= TASK PROMPT =
Output each of the records below verbatim, from the first line to the last.

= RECORDS FOR THE TASK =
%%
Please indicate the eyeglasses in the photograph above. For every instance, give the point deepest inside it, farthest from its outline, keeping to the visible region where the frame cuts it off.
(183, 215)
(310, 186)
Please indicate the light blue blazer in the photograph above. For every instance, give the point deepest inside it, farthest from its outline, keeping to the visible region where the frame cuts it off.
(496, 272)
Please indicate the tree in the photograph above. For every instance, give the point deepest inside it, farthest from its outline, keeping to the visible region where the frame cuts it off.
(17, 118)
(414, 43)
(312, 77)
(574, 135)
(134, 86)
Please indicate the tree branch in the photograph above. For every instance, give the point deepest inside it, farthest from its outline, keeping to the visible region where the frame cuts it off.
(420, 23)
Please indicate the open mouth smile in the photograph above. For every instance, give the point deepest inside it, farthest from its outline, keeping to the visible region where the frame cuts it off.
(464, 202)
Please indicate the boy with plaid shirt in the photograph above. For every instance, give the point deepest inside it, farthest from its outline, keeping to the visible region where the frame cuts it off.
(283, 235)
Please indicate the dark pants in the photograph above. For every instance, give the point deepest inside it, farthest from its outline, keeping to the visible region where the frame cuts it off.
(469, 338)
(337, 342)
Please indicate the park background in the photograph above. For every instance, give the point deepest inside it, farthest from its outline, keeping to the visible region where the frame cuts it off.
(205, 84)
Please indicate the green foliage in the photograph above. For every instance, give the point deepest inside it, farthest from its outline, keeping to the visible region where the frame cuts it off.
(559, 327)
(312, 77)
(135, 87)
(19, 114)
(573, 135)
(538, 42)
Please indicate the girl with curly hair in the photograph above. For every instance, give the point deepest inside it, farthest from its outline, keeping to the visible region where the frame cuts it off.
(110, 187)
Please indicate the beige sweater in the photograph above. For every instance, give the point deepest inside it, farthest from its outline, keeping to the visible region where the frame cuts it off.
%%
= CORRECT RESULT =
Please indicate the eyeglasses in the photograph above. For every instance, give the point deepest inside it, farthest from its outline, keeping to the visible region where the frame cuts it off.
(183, 215)
(310, 186)
Please indicate the light blue blazer in the photograph above. For every instance, give the point deepest inside it, farthest from its outline, keeping to the visible region where the frame cuts it off.
(496, 272)
Please indicate the tree in the photograph above. For every instance, give the point deepest inside it, farthest from its outline, keeping to the visible region where the frame cuts it off.
(17, 118)
(414, 43)
(312, 77)
(574, 135)
(134, 86)
Please indicate the tree branch in the photograph above. For every instance, give the point deepest inside it, farthest from its outline, keeping to the visible region where the frame cuts it off.
(420, 23)
Please indicate the open mouth smile in the photograph above. For every instance, give the point deepest inside it, farthest from its outline, keeping to the visible region where the frame cuts it off.
(464, 202)
Please indicate the boy with plaid shirt in the photograph above. For every instance, give the point deepest inside it, farthest from its outline, keeping to the visible region where the frame cuts it off.
(283, 235)
Please indicate the dark pants in the photograph above. For every instance, give the point deepest inside it, farthest from its outline, keeping to the visible region where the frame cuts it off.
(469, 338)
(337, 342)
Please indicate the park background in the photograph above. For every instance, give the point deepest inside it, farthest from its outline, keeping to the visible region where the frame cuts it off.
(205, 84)
Please indicate the green foliage in the photograph above. For every instance, give the point deepest inside it, farthest from its outline, keeping to the visible region where the frame cuts it off.
(559, 327)
(312, 77)
(135, 87)
(19, 114)
(573, 135)
(538, 42)
Please indicate the girl with curly hair in the photograph above. For every instance, give the point deepest inside it, farthest from its outline, keeping to the visible region where the frame cuts it off.
(110, 187)
Please indicate the beige sweater in the photograph above. For every instance, give the point deepest inside it, farthest from its outline, keeping to the visible region where the frame cuts it off.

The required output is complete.